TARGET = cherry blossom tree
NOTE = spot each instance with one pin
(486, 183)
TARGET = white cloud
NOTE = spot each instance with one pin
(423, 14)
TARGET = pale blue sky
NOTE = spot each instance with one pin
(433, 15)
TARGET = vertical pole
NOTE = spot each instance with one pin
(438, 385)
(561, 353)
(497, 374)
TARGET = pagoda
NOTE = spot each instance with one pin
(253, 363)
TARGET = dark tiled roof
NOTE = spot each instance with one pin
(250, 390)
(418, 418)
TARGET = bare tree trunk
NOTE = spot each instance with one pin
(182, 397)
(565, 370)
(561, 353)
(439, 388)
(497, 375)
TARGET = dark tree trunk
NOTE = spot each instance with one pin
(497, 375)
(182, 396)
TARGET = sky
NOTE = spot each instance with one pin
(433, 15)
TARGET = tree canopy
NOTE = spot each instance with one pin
# # # #
### Given problem
Print all of the material above again, line for line, without changing anything.

### Solution to the problem
TARGET = cherry blossom tree
NOTE = spot each instance with one pin
(486, 183)
TARGET = white cloud
NOTE = spot each instance with one pin
(423, 14)
TARGET = pale blue sky
NOTE = spot each instance with one pin
(433, 15)
TARGET = vertical pole
NOTE = spot each instance with one pin
(438, 385)
(561, 353)
(497, 374)
TARGET = pagoda
NOTE = spot each instance with one pin
(253, 363)
TARGET = dark tiled roof
NOTE = spot each instance with one pin
(250, 390)
(418, 418)
TARGET = bare tree trunk
NOTE = spot each instance with one pin
(182, 397)
(565, 370)
(561, 353)
(439, 388)
(497, 375)
TARGET = dark tree trunk
NOTE = spot each instance with one pin
(497, 375)
(182, 396)
TARGET = sky
NOTE = spot each instance with one pin
(433, 15)
TARGET = tree canopy
NOTE = spot each instance with one pin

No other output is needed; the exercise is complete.